*Reading passage*.
In the workplace, choice emerges as the ability for employees to choose where they work when completing a task. In any given day, an employee with workplace choice may be sending emails from an on-site café, using a collaborative area for a team meeting and switching to a private workstation for concentrative work.
Fulfilling employee desire for choice in the workplace provides a sense of control that yields a number of benefits:
- Steelcase recently highlighted the correlation between employee performance and different workplace factors in their 2016 Global Engagement Study. They noted that there was a direct correlation between an employees control in the workplace and their engagement. The most engaged employees also had the most choice in where they worked on tasks within the office.
- In their State of the American Workplace Report, Gallup linked engagement with performance. Work units that ranked in the top quarter in terms of engagement also ranked considerably higher in productivity and profitability ratings.
- Gensler found similar results in their 2016 Workplace Survey. They note that “Top-performers have access to, and use, a greater variety of workspaces in and out of the office”. Gensler highlights choice as a way to empower workers through design.

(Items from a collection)
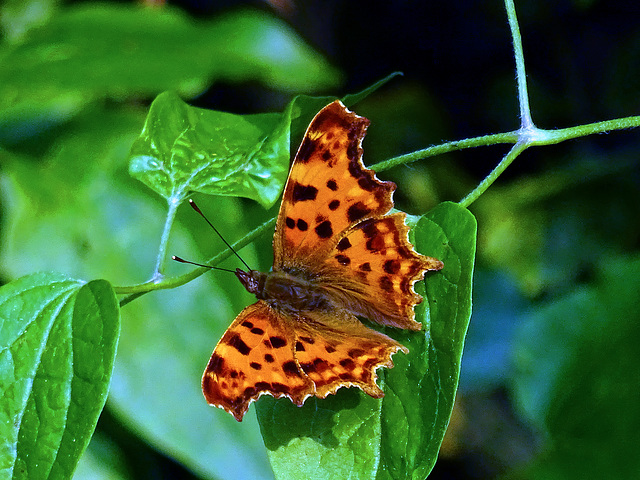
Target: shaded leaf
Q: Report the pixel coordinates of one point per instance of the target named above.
(577, 377)
(58, 342)
(89, 51)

*Your instructions*.
Please answer these questions from the passage on workplace choice.
1. In the sample day it describes, where might an employee with workplace choice send emails?
2. In which report did Gallup link engagement with performance?
3. According to Gensler's 2016 Workplace Survey, what do top-performers have access to and use?

*Solution to this exercise*.
1. From an on-site café.
2. The State of the American Workplace Report.
3. A greater variety of workspaces in and out of the office.